Pick out and copy every line of the records below that contains the word "fence". Match upper and lower case exactly.

################

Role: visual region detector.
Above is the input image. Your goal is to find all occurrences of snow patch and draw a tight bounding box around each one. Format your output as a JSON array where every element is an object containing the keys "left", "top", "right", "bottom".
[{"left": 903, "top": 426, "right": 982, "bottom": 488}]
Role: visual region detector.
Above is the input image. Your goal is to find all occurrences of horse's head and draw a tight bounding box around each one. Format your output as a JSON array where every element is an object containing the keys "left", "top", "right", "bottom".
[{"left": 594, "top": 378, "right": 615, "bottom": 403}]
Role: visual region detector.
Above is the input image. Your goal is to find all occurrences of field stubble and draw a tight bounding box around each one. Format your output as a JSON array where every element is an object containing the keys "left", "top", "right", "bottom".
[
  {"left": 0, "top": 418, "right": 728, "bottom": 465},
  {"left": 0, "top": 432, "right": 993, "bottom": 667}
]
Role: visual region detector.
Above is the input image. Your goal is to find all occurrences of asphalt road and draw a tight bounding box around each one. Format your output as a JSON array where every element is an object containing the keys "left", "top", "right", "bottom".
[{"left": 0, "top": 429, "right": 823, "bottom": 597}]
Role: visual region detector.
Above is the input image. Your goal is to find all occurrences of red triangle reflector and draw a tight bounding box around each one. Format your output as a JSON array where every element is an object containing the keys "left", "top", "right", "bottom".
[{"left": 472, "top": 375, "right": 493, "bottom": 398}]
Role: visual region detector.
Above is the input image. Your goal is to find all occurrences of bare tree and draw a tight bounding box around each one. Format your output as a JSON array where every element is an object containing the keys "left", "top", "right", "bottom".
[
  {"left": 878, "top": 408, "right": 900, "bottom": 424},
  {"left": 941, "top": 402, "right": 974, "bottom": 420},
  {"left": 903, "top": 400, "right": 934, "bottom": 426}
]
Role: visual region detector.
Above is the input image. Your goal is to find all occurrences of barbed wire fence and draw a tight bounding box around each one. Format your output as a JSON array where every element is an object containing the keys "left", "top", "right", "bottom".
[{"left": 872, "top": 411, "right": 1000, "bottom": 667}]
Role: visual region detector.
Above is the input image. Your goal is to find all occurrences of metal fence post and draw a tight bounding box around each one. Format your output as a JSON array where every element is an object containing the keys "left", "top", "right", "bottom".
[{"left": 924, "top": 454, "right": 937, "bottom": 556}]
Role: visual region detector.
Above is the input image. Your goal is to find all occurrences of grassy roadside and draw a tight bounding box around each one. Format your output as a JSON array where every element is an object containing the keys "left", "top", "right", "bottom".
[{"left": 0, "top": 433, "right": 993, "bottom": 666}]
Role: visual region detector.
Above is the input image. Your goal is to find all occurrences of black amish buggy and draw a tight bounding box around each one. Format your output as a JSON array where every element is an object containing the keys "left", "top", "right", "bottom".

################

* _COMPLETE OUTPUT_:
Above is the input image. Your goal is to find all occurrences of barbed wire fence and draw a tight bounding box around each one. Format your output as a JSON array where every element is an object containing the keys "left", "top", "right", "bottom".
Above is the input image. Your goal is to find all occurrences of metal fence post and draw a tight bounding box around each one. Format your output as a JSON array where every element is an object containing the keys "left", "top", "right", "bottom".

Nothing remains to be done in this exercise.